_Request_
How many lines in the items below contain the string "boot"? Give only the number.

_Records to use_
= = = = =
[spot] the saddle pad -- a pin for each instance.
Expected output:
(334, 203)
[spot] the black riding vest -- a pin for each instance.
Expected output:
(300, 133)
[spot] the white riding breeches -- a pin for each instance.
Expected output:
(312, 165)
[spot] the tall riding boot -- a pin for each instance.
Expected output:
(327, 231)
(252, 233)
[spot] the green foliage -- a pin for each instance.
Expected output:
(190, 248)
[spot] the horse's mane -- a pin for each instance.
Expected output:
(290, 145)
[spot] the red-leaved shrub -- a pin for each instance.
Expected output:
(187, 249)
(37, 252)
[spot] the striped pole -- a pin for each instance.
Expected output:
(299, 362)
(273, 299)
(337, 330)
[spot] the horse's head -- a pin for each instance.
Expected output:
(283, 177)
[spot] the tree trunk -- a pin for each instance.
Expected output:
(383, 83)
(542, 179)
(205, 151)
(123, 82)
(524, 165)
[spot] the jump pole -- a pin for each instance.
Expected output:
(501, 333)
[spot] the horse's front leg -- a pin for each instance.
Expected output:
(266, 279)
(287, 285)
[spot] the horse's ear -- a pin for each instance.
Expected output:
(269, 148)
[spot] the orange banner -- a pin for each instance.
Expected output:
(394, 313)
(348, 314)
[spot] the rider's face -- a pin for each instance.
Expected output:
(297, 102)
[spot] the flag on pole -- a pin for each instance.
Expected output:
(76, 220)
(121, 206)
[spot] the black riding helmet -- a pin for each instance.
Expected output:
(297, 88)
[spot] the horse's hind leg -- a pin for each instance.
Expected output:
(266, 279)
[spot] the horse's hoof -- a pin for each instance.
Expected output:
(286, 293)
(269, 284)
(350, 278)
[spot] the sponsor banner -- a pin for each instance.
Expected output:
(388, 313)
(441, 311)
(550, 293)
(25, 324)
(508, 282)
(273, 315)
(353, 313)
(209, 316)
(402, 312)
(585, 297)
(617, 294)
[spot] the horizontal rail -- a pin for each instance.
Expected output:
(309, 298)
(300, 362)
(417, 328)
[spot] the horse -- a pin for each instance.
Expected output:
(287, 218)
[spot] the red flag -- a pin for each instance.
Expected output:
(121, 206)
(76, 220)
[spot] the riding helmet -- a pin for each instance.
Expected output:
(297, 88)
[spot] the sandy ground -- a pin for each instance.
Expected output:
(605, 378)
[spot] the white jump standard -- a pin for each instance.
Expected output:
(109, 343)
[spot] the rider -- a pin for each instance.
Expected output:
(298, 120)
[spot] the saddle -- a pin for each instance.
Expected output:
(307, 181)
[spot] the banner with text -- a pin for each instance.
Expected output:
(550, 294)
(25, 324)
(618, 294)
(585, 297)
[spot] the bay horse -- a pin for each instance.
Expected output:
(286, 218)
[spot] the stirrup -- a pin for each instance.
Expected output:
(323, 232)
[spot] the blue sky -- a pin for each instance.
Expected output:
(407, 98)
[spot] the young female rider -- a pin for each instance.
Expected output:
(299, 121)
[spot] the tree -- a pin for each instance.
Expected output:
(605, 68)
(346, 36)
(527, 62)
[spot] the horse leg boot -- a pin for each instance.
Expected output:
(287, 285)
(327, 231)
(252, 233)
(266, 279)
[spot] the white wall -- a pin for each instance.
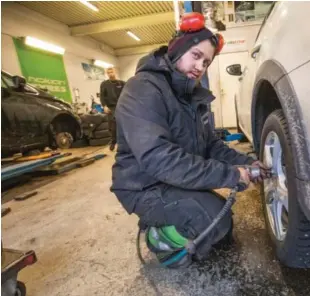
= = = = =
_Exercise response_
2